DO THIS: Render all of the material below as a JSON array of strings, with each line as its own string and blank lines omitted.

MATERIALS PROVIDED:
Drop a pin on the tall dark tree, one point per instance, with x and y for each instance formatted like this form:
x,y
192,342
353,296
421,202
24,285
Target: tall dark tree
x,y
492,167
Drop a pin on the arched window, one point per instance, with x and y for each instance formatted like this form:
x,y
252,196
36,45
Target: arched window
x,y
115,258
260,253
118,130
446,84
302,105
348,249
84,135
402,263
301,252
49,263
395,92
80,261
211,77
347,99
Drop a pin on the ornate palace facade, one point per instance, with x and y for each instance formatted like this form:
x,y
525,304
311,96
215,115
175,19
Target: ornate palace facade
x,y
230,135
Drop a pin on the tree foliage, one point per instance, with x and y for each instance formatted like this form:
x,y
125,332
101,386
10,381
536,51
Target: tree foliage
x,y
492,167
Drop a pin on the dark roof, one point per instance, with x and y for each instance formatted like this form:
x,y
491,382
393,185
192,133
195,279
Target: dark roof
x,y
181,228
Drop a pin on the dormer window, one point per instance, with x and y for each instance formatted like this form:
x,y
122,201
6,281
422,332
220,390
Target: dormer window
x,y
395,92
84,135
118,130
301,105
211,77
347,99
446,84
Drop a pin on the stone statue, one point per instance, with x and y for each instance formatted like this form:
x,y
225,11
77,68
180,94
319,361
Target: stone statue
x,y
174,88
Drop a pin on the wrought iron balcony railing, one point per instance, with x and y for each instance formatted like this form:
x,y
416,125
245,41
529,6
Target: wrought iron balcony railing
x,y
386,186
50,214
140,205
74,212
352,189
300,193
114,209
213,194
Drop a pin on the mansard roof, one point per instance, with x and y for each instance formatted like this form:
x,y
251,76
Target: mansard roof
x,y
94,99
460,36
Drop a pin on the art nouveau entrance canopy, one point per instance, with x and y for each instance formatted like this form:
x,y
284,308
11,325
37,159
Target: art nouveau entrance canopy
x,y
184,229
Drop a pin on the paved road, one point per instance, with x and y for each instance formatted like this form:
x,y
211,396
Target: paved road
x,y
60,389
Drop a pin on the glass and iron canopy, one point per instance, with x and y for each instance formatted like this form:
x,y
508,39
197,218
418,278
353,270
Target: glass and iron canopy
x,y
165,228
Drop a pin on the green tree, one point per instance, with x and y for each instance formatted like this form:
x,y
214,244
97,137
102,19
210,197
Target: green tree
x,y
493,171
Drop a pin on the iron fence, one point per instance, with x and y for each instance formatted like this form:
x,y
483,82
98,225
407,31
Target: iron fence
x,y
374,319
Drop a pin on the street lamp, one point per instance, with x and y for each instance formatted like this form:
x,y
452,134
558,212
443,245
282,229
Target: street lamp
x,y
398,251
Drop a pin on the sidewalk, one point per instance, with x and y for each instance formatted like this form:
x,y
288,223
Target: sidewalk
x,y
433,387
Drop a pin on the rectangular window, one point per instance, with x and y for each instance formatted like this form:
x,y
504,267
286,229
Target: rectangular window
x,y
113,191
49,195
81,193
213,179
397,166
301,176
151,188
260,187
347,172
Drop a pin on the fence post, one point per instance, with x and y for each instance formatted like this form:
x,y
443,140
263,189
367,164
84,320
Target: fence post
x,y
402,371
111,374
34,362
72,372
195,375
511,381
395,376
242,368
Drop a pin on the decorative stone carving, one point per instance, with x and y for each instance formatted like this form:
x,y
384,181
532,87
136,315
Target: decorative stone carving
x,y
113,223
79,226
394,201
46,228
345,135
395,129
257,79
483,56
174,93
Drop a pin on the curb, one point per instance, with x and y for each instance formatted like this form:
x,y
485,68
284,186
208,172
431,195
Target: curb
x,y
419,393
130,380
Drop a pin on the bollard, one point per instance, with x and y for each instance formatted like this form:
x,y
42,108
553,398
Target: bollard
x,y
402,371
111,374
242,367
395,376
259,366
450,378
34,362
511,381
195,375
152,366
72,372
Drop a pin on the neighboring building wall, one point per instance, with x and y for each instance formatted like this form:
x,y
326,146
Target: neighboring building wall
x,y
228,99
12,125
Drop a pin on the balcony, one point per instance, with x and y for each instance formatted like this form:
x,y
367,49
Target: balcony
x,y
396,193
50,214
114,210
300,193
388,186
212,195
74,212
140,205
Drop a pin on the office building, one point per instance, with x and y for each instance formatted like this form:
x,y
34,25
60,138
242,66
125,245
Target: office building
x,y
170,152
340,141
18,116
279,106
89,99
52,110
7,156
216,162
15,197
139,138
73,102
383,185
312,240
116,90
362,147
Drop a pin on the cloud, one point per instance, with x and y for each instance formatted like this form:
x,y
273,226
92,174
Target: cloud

THE OUTPUT:
[
  "Drop a pin on the tall dark tree, one point per instance, with x and y for each instance formatted like this form:",
  "x,y",
  "192,342",
  "353,296",
  "421,202",
  "24,285",
  "Target: tall dark tree",
  "x,y",
  "492,167",
  "Drop a pin on the arched window, one point per instance, with x and y for each instance formatted like this form:",
  "x,y",
  "252,196",
  "36,45",
  "Target: arched window",
  "x,y",
  "115,258",
  "260,253",
  "118,130",
  "446,84",
  "302,105",
  "348,249",
  "84,135",
  "402,263",
  "301,252",
  "49,263",
  "395,92",
  "80,261",
  "211,77",
  "347,99",
  "Drop a pin on the ornate palace facade, one point per instance, with x and y for each instance formatted like this form:",
  "x,y",
  "525,304",
  "311,96",
  "215,115",
  "175,19",
  "Target: ornate palace facade",
  "x,y",
  "230,135",
  "Drop a pin on the tree foliage, one point per instance, with x and y for each instance formatted like this form:",
  "x,y",
  "125,332",
  "101,386",
  "10,381",
  "536,51",
  "Target: tree foliage",
  "x,y",
  "492,167",
  "Drop a pin on the dark roof, one point per instance, with x and y for each instance formatted like this form:",
  "x,y",
  "491,382",
  "393,185",
  "192,133",
  "195,279",
  "Target: dark roof",
  "x,y",
  "181,228",
  "Drop a pin on the dormer window, one point per instance, with x and y for each instance formatted like this form:",
  "x,y",
  "122,201",
  "6,281",
  "422,332",
  "220,390",
  "Target: dormer window",
  "x,y",
  "395,92",
  "84,135",
  "118,130",
  "301,105",
  "211,77",
  "347,99",
  "446,84",
  "Drop a pin on the stone statue, one point per instance, with x and y for each instance formatted like this form:",
  "x,y",
  "225,11",
  "77,68",
  "180,94",
  "319,361",
  "Target: stone statue",
  "x,y",
  "174,88",
  "Drop a pin on the wrought iron balcony railing, one point per instance, with x and y for each instance formatted like this form:",
  "x,y",
  "416,125",
  "245,41",
  "529,6",
  "Target: wrought iron balcony railing",
  "x,y",
  "386,186",
  "50,214",
  "140,205",
  "74,212",
  "352,189",
  "300,193",
  "114,209",
  "213,194",
  "Drop a pin on the mansard roof, one point per instance, with x and y for each instance formatted like this form:",
  "x,y",
  "251,76",
  "Target: mansard roof",
  "x,y",
  "94,99",
  "460,36",
  "Drop a pin on the art nouveau entrance canopy, one point per instance, with x and y for each instance formatted like this form:",
  "x,y",
  "284,308",
  "11,325",
  "37,159",
  "Target: art nouveau entrance canopy",
  "x,y",
  "184,229",
  "Drop a pin on the paved road, one point per instance, with x and y for each instance formatted like this form:",
  "x,y",
  "211,396",
  "Target: paved road",
  "x,y",
  "60,389",
  "Drop a pin on the glass and iron canopy, one point per instance, with x and y for each instance formatted like this form:",
  "x,y",
  "508,39",
  "197,218",
  "418,278",
  "353,270",
  "Target: glass and iron canopy",
  "x,y",
  "165,228",
  "Drop a pin on the green tree, one point per instance, with x and y for each instance formatted like this form:",
  "x,y",
  "214,244",
  "97,137",
  "102,19",
  "210,197",
  "Target: green tree",
  "x,y",
  "493,171",
  "Drop a pin on the iron fence, one point per instance, with x and y for each instance formatted like this form:",
  "x,y",
  "483,82",
  "98,225",
  "407,31",
  "Target: iron fence",
  "x,y",
  "374,319",
  "Drop a pin on the street lamp, one point per instance, with x and y for each instance formatted like this form:",
  "x,y",
  "452,134",
  "558,212",
  "443,245",
  "282,229",
  "Target: street lamp",
  "x,y",
  "398,251",
  "Drop a pin on the sidewalk, one point per instance, with x and y for each instance formatted like this form:",
  "x,y",
  "288,223",
  "Target: sidewalk",
  "x,y",
  "433,387",
  "Drop a pin on the rectangular window, one point per instance, with x and y for each instance formatted like this form:",
  "x,y",
  "504,267",
  "286,229",
  "Target: rectangular window",
  "x,y",
  "113,191",
  "49,195",
  "81,193",
  "213,179",
  "397,166",
  "301,176",
  "151,188",
  "260,187",
  "347,172",
  "Drop a pin on the fence post, one point per instance, with x and y for each instance formatted like this form:",
  "x,y",
  "443,140",
  "263,189",
  "367,164",
  "84,320",
  "Target: fence post",
  "x,y",
  "402,371",
  "111,374",
  "34,362",
  "72,372",
  "195,375",
  "511,381",
  "395,376",
  "242,368",
  "Drop a pin on the decorative stone carving, one point per instance, with x and y for each instance formatted like this form:",
  "x,y",
  "384,181",
  "532,87",
  "136,315",
  "Target: decorative stone carving",
  "x,y",
  "113,223",
  "79,226",
  "394,201",
  "46,228",
  "345,135",
  "395,129",
  "257,79",
  "483,56",
  "174,93",
  "Drop a pin on the curb, one point per instance, with x and y for each instance formatted like this form:",
  "x,y",
  "485,68",
  "284,186",
  "208,172",
  "431,195",
  "Target: curb",
  "x,y",
  "419,393",
  "130,380",
  "Drop a pin on the bollard, one point per instance, with x and y for each instance formatted like this form:",
  "x,y",
  "42,108",
  "553,398",
  "Target: bollard",
  "x,y",
  "402,371",
  "111,374",
  "242,367",
  "395,376",
  "259,366",
  "450,378",
  "34,362",
  "511,381",
  "195,375",
  "152,366",
  "72,372",
  "Drop a pin on the neighboring building wall, one point per instance, with x and y for each instance formatted like this form:",
  "x,y",
  "326,146",
  "Target: neighboring building wall",
  "x,y",
  "228,99",
  "12,125",
  "Drop a pin on the balcony, one point per instance, with x and y for each instance formatted like this form:",
  "x,y",
  "367,49",
  "Target: balcony",
  "x,y",
  "396,193",
  "50,214",
  "114,210",
  "300,193",
  "388,186",
  "212,195",
  "74,212",
  "140,205",
  "Drop a pin on the office building, one point per instance, with x and y for each instance formatted like this form:",
  "x,y",
  "34,25",
  "60,138",
  "242,66",
  "125,245",
  "Target: office building",
  "x,y",
  "170,152",
  "340,141",
  "18,116",
  "279,106",
  "89,99",
  "52,110",
  "7,156",
  "216,162",
  "15,197",
  "139,138",
  "73,102",
  "383,185",
  "312,240",
  "116,90",
  "362,147",
  "Drop a pin on the cloud, one point per instance, with x and y for each instance formatted like this form:",
  "x,y",
  "273,226",
  "92,174",
  "Target: cloud"
]